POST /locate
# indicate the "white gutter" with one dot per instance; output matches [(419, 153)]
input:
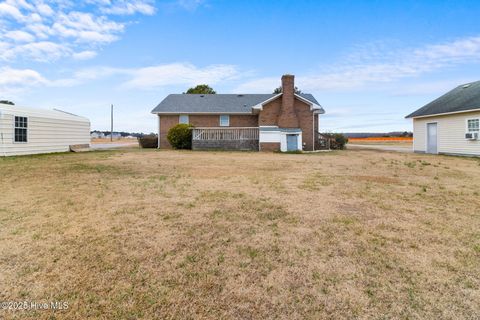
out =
[(1, 136)]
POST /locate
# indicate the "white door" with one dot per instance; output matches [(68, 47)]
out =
[(432, 138)]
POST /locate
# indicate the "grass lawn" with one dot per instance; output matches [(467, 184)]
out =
[(162, 234)]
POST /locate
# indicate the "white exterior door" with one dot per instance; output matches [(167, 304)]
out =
[(432, 135)]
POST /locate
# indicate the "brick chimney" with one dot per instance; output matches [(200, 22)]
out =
[(288, 117)]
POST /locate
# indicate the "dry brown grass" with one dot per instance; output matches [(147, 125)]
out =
[(163, 234)]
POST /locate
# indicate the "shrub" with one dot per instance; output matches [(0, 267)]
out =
[(337, 140), (180, 136), (150, 141)]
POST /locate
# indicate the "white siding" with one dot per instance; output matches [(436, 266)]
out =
[(451, 134), (48, 131)]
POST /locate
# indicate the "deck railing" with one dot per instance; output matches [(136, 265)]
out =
[(217, 133)]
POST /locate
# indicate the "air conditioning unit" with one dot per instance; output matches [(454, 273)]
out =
[(472, 136)]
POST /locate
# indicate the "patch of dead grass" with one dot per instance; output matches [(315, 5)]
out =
[(161, 234)]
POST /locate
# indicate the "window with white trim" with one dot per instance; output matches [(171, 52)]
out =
[(183, 119), (21, 128), (224, 120), (473, 125)]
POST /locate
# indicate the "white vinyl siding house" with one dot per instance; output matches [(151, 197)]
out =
[(31, 131), (451, 131), (449, 124)]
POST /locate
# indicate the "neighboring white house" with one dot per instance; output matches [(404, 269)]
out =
[(97, 135), (449, 124), (31, 131)]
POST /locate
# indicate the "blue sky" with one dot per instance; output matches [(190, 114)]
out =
[(369, 63)]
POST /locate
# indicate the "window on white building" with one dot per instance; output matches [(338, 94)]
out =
[(183, 119), (473, 125), (21, 127)]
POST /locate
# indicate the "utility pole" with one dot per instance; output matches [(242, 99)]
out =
[(111, 127)]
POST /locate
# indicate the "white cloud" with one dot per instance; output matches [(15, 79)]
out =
[(179, 74), (16, 80), (375, 64), (190, 5), (71, 27), (19, 36), (130, 7)]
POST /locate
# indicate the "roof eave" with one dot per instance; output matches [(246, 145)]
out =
[(412, 116)]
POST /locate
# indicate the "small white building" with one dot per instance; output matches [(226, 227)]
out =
[(97, 135), (32, 131), (449, 124)]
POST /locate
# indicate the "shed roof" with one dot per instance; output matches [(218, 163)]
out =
[(215, 103), (41, 113), (463, 98)]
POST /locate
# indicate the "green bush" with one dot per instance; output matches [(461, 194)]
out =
[(180, 136), (150, 141), (338, 141)]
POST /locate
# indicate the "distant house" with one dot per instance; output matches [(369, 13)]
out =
[(449, 124), (97, 135), (31, 131), (286, 121), (115, 135)]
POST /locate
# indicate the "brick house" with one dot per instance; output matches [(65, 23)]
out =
[(266, 122)]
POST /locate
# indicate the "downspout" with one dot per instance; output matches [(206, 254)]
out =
[(158, 143), (313, 131)]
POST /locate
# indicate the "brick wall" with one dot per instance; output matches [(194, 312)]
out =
[(288, 117), (166, 122), (245, 145), (214, 120), (305, 118)]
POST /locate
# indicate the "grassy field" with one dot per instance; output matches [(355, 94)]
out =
[(162, 234)]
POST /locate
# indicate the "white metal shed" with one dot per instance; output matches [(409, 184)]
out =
[(32, 131)]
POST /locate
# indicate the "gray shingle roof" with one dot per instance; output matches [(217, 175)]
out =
[(463, 98), (215, 103)]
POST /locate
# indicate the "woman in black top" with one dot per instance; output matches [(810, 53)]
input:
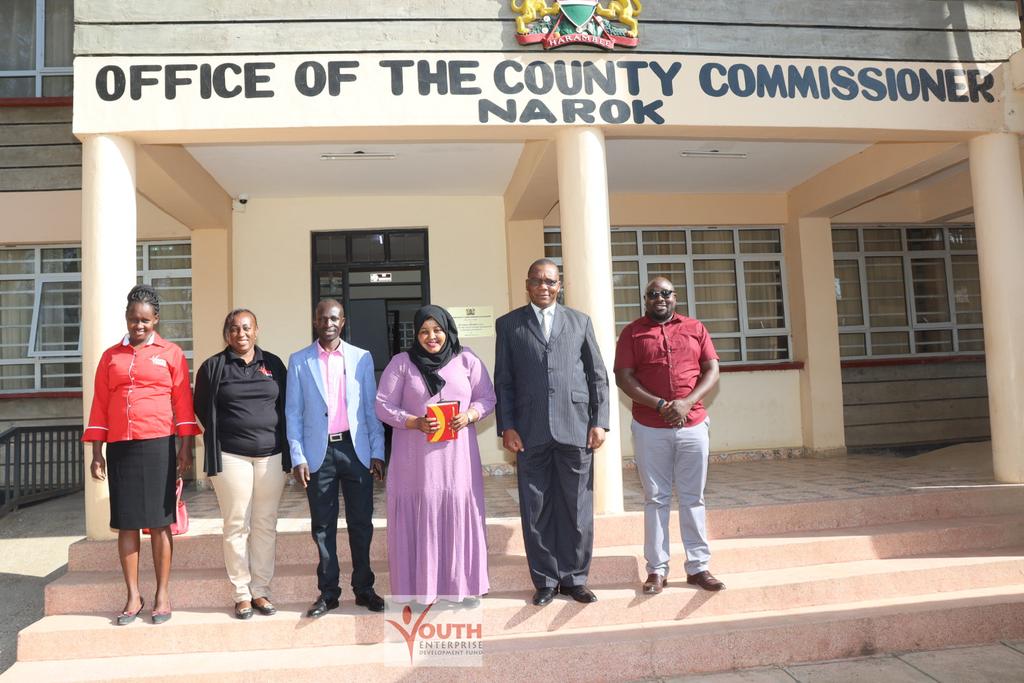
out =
[(240, 400)]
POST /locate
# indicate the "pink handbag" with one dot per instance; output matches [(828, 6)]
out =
[(180, 523)]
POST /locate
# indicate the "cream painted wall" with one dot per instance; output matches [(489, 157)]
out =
[(39, 218), (665, 209), (271, 262)]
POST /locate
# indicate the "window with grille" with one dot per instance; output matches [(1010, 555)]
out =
[(41, 310), (36, 48), (906, 290), (730, 279)]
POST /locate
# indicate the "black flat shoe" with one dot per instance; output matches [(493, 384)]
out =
[(544, 596), (322, 607), (371, 601), (124, 619), (579, 593), (266, 607)]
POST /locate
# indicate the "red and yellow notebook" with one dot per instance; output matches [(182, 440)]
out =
[(443, 412)]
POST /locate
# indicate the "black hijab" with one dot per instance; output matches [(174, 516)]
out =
[(429, 364)]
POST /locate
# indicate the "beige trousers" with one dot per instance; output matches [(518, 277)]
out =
[(249, 492)]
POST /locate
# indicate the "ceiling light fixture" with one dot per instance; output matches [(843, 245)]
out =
[(712, 154), (357, 155)]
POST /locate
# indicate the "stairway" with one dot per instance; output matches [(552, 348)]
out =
[(806, 582)]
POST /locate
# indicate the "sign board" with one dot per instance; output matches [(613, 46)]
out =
[(473, 321), (175, 94)]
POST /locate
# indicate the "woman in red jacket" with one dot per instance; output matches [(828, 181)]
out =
[(141, 400)]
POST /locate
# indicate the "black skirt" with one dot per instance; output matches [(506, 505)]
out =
[(141, 476)]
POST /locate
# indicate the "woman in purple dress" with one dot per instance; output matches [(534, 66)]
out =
[(437, 546)]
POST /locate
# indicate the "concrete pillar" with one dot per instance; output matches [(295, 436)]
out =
[(814, 327), (998, 210), (211, 268), (523, 245), (583, 198), (109, 271)]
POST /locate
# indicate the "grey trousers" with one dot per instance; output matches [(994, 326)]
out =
[(667, 456)]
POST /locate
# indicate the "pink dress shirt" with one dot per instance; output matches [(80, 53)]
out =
[(333, 372)]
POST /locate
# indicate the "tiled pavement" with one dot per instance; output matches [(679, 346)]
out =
[(729, 484), (997, 663)]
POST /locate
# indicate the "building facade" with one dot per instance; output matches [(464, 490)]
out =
[(835, 186)]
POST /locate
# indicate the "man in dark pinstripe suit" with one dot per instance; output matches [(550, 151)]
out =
[(552, 412)]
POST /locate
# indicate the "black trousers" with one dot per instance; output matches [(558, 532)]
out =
[(341, 466), (556, 503)]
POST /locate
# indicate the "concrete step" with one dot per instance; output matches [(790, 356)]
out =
[(864, 543), (82, 592), (587, 653), (504, 536), (510, 611)]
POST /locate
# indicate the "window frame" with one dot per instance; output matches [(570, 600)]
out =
[(38, 358), (738, 259), (907, 258), (41, 71), (42, 279)]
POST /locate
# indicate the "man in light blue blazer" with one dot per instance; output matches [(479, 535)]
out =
[(336, 438)]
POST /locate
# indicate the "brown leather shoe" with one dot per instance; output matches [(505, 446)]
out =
[(654, 584), (705, 581)]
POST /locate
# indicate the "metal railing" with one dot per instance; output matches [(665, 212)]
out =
[(38, 463)]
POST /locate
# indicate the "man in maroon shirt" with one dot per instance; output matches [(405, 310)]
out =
[(667, 364)]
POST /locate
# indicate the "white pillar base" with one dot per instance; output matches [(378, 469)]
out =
[(998, 209)]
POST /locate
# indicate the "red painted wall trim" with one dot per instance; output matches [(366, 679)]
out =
[(928, 360), (42, 394), (759, 367), (35, 101)]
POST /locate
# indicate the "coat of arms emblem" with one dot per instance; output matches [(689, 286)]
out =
[(585, 22)]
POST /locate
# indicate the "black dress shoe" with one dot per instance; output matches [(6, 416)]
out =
[(322, 606), (266, 607), (654, 584), (371, 601), (544, 596), (243, 612), (578, 593)]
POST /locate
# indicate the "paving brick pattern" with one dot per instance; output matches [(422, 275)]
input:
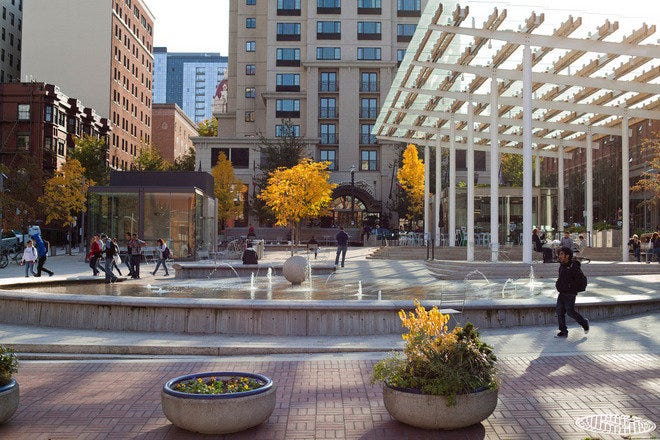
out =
[(540, 398)]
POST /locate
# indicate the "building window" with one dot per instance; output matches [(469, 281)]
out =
[(328, 82), (369, 53), (328, 30), (328, 53), (404, 32), (23, 112), (409, 8), (328, 134), (288, 7), (368, 108), (287, 82), (369, 82), (369, 30), (287, 131), (287, 108), (287, 57), (366, 138), (329, 156), (328, 6), (288, 32), (368, 160), (328, 108)]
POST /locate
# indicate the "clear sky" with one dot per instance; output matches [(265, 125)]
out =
[(191, 26)]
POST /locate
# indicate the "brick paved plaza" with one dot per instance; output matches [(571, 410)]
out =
[(326, 398)]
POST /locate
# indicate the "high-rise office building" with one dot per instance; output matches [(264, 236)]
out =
[(10, 40), (188, 80), (102, 52), (327, 66)]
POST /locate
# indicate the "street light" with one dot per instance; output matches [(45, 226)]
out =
[(353, 194)]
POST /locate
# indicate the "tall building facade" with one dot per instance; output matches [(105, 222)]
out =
[(188, 80), (326, 65), (10, 40), (111, 68)]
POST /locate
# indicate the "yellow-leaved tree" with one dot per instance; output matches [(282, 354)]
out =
[(228, 190), (65, 194), (411, 179), (298, 193)]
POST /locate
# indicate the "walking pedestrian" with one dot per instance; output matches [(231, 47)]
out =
[(29, 258), (135, 252), (342, 246), (163, 255), (571, 280)]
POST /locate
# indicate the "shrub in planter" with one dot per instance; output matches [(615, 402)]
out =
[(218, 403), (440, 368), (9, 390)]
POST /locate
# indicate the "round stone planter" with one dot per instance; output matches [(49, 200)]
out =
[(218, 413), (8, 400), (431, 412)]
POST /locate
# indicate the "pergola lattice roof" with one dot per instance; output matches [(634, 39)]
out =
[(587, 73)]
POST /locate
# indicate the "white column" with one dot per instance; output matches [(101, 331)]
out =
[(494, 172), (452, 183), (625, 190), (469, 158), (527, 155), (589, 201), (427, 194), (438, 190), (560, 189)]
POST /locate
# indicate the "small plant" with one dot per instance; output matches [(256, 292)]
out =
[(213, 385), (437, 361), (8, 364)]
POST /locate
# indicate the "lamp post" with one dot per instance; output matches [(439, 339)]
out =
[(353, 195)]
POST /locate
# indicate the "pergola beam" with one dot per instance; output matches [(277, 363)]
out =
[(642, 50)]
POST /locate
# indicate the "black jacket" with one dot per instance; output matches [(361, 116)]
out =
[(568, 275)]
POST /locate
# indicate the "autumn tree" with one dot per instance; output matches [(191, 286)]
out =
[(92, 153), (228, 190), (298, 193), (185, 162), (208, 127), (65, 194), (411, 179), (650, 178), (150, 159)]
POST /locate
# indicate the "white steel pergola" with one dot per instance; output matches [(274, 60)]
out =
[(549, 86)]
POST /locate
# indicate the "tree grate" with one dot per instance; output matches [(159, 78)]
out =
[(618, 424)]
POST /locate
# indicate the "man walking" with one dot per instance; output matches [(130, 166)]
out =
[(342, 246), (571, 281)]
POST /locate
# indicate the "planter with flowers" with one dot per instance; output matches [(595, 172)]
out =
[(8, 386), (218, 403), (444, 379)]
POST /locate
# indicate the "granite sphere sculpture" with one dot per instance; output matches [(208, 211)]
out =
[(295, 269)]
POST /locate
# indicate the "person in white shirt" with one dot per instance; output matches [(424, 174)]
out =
[(29, 258)]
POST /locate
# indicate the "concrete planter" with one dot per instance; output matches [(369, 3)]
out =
[(218, 413), (431, 412), (8, 400)]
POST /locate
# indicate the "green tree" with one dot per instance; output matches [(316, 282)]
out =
[(208, 127), (92, 153), (228, 190), (150, 159), (298, 193), (65, 194), (185, 162), (282, 152)]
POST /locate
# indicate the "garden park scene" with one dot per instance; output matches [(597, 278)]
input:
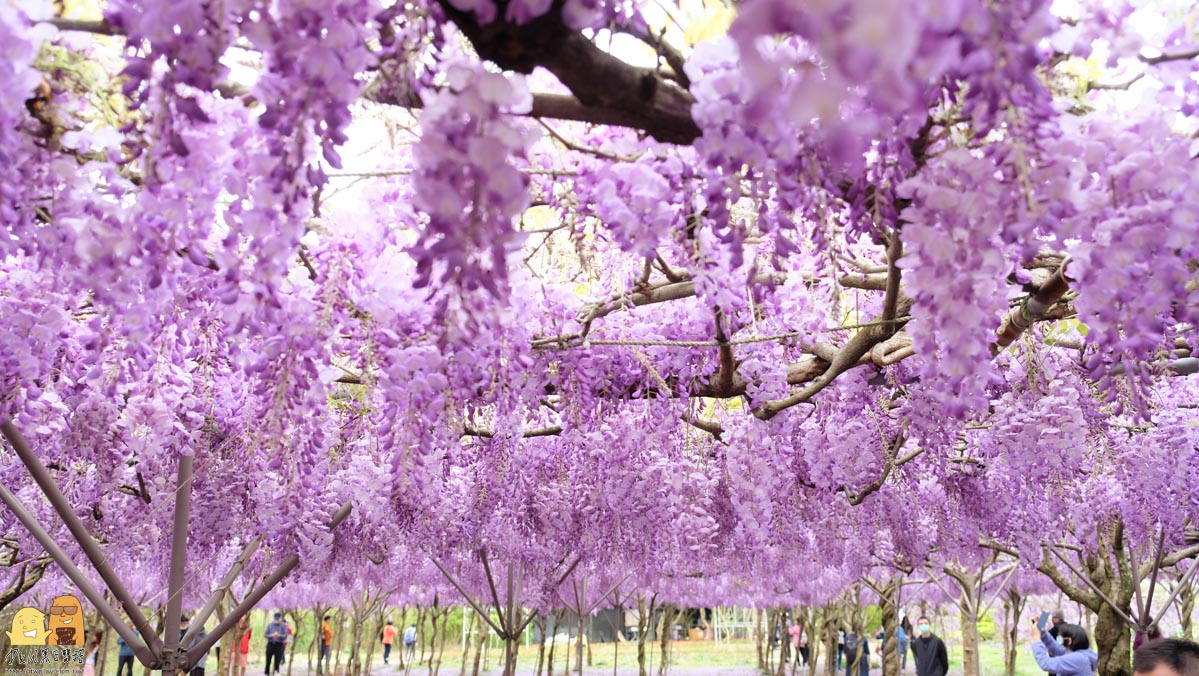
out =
[(631, 337)]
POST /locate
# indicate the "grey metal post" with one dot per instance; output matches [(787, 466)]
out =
[(89, 545), (170, 647), (77, 577)]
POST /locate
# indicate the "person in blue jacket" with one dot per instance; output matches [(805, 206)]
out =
[(1070, 655), (125, 655)]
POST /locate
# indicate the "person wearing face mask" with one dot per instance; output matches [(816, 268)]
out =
[(928, 651), (1070, 655)]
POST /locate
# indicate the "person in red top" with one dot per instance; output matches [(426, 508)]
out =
[(242, 657), (389, 635)]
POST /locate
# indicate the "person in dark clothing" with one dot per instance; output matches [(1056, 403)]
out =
[(1167, 657), (276, 640), (857, 652), (928, 651), (1055, 621)]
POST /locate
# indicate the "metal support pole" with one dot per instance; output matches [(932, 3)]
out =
[(178, 561), (252, 598), (222, 589), (89, 545), (68, 568)]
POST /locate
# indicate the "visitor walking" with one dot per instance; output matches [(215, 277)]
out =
[(857, 655), (92, 650), (326, 646), (841, 646), (242, 650), (410, 643), (287, 640), (1055, 620), (800, 643), (276, 639), (1167, 657), (1067, 656), (928, 651), (125, 653), (389, 635)]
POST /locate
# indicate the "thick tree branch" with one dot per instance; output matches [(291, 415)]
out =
[(848, 356), (598, 80), (473, 430), (1031, 309)]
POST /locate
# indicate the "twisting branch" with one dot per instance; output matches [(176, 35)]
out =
[(1175, 56), (598, 80), (1032, 308), (471, 430), (889, 465), (83, 25), (728, 367), (847, 357)]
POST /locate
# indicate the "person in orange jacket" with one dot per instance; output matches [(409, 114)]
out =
[(326, 645), (389, 635)]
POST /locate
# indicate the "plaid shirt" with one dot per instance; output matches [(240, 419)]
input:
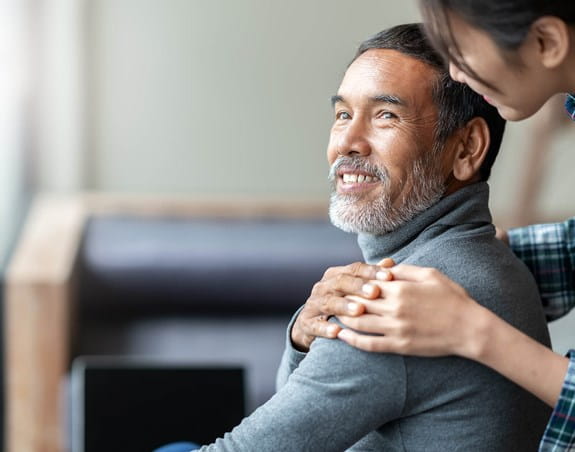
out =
[(549, 252)]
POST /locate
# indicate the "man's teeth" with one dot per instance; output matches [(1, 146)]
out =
[(357, 178)]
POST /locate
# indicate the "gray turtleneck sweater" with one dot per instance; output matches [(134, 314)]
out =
[(336, 397)]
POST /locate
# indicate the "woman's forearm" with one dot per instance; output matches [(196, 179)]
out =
[(496, 344)]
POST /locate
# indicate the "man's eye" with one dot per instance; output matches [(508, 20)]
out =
[(387, 115), (342, 115)]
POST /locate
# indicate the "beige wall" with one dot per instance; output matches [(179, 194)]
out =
[(230, 96), (220, 96)]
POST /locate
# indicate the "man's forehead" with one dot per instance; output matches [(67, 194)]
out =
[(388, 72)]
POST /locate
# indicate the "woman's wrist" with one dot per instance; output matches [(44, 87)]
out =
[(493, 342), (476, 326)]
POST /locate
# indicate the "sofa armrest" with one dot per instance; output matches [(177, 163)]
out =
[(38, 294)]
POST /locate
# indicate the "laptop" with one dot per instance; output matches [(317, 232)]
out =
[(125, 404)]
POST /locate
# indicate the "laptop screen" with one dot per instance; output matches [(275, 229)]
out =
[(138, 405)]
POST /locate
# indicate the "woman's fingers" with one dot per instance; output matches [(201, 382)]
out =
[(369, 323), (380, 344)]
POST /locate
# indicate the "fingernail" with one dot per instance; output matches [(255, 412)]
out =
[(382, 275), (343, 334), (367, 289), (352, 308), (332, 330)]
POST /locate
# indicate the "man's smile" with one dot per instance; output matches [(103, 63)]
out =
[(353, 180)]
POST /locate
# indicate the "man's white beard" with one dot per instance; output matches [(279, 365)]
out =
[(351, 213)]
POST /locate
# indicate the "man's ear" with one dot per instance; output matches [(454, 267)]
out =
[(471, 149), (551, 35)]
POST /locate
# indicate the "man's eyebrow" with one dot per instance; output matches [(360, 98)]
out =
[(389, 99), (381, 98)]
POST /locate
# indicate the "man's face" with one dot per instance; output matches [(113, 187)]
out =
[(383, 168)]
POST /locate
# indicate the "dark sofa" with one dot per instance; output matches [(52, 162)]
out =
[(202, 281)]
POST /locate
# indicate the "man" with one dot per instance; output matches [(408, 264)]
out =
[(410, 151)]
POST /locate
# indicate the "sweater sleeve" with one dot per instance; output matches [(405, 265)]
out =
[(335, 397), (290, 358)]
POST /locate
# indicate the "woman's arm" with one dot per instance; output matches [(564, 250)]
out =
[(408, 322)]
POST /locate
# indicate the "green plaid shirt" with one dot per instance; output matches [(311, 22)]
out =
[(549, 252)]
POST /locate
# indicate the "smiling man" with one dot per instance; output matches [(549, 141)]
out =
[(410, 151)]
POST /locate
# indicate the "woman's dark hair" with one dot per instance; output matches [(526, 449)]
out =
[(507, 22), (456, 103)]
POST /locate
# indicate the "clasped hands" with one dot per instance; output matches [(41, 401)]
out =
[(403, 309)]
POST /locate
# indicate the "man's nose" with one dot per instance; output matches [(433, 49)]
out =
[(354, 141)]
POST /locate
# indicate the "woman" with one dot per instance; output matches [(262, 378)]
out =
[(517, 54)]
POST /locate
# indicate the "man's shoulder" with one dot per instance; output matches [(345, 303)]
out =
[(491, 274)]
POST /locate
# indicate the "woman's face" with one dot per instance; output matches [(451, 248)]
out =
[(514, 82)]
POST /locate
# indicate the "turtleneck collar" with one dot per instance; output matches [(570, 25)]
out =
[(463, 210)]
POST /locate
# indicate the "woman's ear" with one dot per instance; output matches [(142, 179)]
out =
[(472, 147), (553, 40)]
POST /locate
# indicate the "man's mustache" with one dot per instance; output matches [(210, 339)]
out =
[(357, 163)]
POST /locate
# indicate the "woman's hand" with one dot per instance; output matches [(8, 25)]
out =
[(328, 298), (420, 312)]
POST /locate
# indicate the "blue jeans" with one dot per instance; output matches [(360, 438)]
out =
[(178, 447)]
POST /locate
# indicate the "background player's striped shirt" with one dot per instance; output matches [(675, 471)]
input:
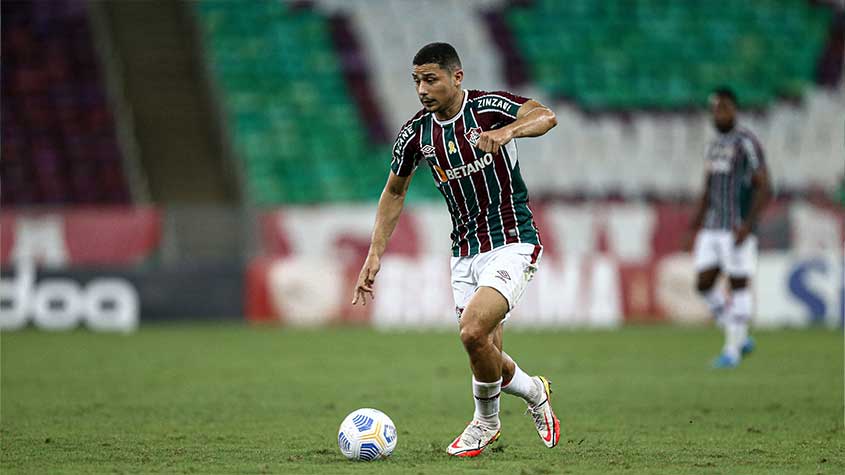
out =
[(732, 159), (485, 193)]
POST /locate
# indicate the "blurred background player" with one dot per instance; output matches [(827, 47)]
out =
[(736, 191), (466, 137)]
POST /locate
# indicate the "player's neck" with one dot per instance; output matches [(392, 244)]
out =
[(452, 109), (727, 128)]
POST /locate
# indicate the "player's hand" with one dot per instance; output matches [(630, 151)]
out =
[(366, 279), (741, 232), (492, 140), (688, 241)]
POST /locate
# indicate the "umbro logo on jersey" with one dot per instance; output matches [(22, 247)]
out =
[(473, 135), (428, 151)]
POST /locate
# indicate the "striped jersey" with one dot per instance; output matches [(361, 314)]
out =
[(485, 193), (732, 159)]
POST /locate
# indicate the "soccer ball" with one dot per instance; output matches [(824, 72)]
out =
[(366, 434)]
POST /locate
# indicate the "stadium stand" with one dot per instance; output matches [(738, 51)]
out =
[(630, 126), (295, 122), (668, 55), (59, 142)]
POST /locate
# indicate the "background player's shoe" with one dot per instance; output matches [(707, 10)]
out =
[(473, 440), (548, 425), (748, 346), (725, 361)]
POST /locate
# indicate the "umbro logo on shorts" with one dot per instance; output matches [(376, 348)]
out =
[(428, 151)]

================

Task prompt —
Copy the entries word for word, from the start of the entries through the line containing "[(432, 138)]". Leave the pictures out of your copy.

Result of this exercise —
POST /locate
# indicate the "white gutter" with one dot per instance; output matches [(419, 153)]
input:
out =
[(1, 136)]
POST /locate
# indicate the "white door" with one dot per instance; output matches [(68, 47)]
out =
[(432, 138)]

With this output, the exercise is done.